▶ To be done
Every record below should be printed exactly as given.

▶ Task data
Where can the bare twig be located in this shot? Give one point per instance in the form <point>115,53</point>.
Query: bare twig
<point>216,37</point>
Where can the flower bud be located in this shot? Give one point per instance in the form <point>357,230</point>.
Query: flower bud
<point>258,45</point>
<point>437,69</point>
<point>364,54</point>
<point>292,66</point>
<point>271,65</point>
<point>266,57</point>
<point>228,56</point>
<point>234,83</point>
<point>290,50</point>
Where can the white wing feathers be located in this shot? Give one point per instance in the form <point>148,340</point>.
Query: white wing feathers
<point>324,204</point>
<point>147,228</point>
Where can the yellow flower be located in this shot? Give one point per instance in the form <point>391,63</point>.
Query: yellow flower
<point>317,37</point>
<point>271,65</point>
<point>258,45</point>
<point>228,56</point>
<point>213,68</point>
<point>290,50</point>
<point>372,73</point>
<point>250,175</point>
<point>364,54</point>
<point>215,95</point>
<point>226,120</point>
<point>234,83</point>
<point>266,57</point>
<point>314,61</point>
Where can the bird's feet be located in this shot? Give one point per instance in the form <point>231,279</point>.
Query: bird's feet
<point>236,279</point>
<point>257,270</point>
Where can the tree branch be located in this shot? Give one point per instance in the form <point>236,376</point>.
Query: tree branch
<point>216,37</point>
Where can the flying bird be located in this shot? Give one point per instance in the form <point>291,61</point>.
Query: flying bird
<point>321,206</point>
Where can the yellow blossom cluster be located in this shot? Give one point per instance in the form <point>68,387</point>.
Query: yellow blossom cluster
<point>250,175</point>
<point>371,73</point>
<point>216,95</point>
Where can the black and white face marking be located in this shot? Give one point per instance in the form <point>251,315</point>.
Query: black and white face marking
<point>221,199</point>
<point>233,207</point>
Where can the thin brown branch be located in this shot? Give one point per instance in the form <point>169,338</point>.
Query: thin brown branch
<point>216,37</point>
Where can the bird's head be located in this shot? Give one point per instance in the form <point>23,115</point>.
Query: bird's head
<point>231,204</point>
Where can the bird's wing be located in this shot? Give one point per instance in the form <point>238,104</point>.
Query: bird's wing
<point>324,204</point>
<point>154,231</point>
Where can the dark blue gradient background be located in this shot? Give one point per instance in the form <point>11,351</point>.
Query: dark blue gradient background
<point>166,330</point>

▶ Exercise result
Where can the bare twig be located in this shot? Give one point per instance in the form <point>115,53</point>.
Query: bare twig
<point>216,37</point>
Where can the flower bud be located in this shot? Give one point per instance in the form <point>357,230</point>.
Query: flower bud
<point>258,45</point>
<point>437,69</point>
<point>364,54</point>
<point>292,66</point>
<point>271,65</point>
<point>266,57</point>
<point>228,56</point>
<point>234,83</point>
<point>290,50</point>
Where can the white wing feathers be located in this shot? Give one point per instance in the form <point>148,340</point>.
Query: white wing feathers
<point>324,204</point>
<point>147,228</point>
Where can the yellow flower be located in this shot? Give one point per instance in the form <point>391,63</point>.
Query: yellow flower
<point>317,37</point>
<point>271,65</point>
<point>258,45</point>
<point>228,56</point>
<point>213,68</point>
<point>290,50</point>
<point>372,73</point>
<point>250,175</point>
<point>364,54</point>
<point>215,95</point>
<point>226,120</point>
<point>234,83</point>
<point>266,57</point>
<point>314,61</point>
Where can the bird's feet be located in this shot? Give one point per instance in the form <point>231,279</point>.
Query: bird's feet
<point>236,279</point>
<point>257,270</point>
Where can the tree branch be located in this shot? Give one point per instance in the form <point>236,376</point>.
Query: tree branch
<point>216,37</point>
Where can the flying bird be located in this shot? Give one point per instance in the form <point>291,61</point>.
Query: flying bird
<point>321,206</point>
Where can the yellow blossom cluster be located in this shot? Give one point per instance in the form <point>68,387</point>.
Query: yellow blossom cluster
<point>250,175</point>
<point>371,73</point>
<point>216,95</point>
Where can the black and white face marking be located in this shot? Give one point per instance in the form <point>251,315</point>.
Query: black and white face marking
<point>221,199</point>
<point>233,207</point>
Where can the thin brown branch be located in this shot? Give one point per instance in the form <point>169,338</point>.
Query: thin brown branch
<point>216,37</point>
Where can the bird's head be located in this shot? Give one point per instance in the form <point>23,115</point>.
Query: bird's head
<point>231,204</point>
Where can the bird's wing be located in this shot? Give one point per instance in the form <point>238,104</point>.
Query: bird's wing
<point>324,204</point>
<point>154,231</point>
Where can the dark blue gradient background be located in this shot? Give one point per instance in the form <point>11,351</point>.
Query: dark blue gradient background
<point>166,330</point>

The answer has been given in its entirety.